• _SOURCE DOCUMENT_:
Poor DB Performance when using ORDER BY - sql

I'm working with a non-profit that is mapping out solar potential in the US. Needless to say, we have a ridiculously large PostgreSQL 9 database. Running a query like the one shown below is speedy until the order by line is uncommented, in which case the same query takes forever to run (185 ms without sorting compared to 25 minutes with). What steps should be taken to ensure this and other queries run in a more manageable and reasonable amount of time?
select A.s_oid, A.s_id, A.area_acre, A.power_peak, A.nearby_city, A.solar_total
from global_site A cross join na_utility_line B
where (A.power_peak between 1.0 AND 100.0)
and A.area_acre >= 500
and A.solar_avg >= 5.0
AND A.pc_num <= 1000
and (A.fips_level1 = '06' AND A.fips_country = 'US' AND A.fips_level2 = '025')
and B.volt_mn_kv >= 69
and B.fips_code like '%US06%'
and B.status = 'active'
and ST_within(ST_Centroid(A.wkb_geometry), ST_Buffer((B.wkb_geometry), 1000))
--order by A.area_acre
offset 0 limit 11;

The sort is not the problem - in fact the CPU and memory cost of the sort is close to zero since Postgres has Top-N sort where the result set is scanned while keeping up to date a small sort buffer holding only the Top-N rows.

• _INFORMATION SHOWN_:
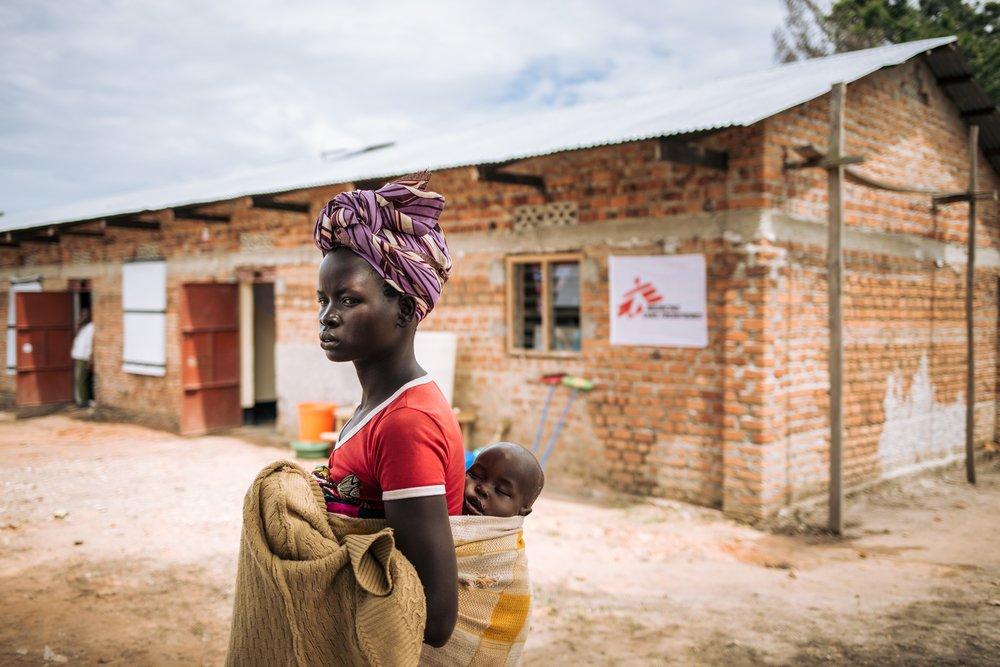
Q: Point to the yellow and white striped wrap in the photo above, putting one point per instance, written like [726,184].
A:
[494,594]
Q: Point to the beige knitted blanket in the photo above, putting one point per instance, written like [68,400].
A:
[307,595]
[318,588]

• _PROBLEM TO WORK ON_:
According to the database performance post, how long does the query take to run once the ORDER BY line is uncommented? The records are unrelated to the database performance post and should be treated as separate material.

• _OUTPUT FOR THIS EXERCISE_:
It takes 25 minutes.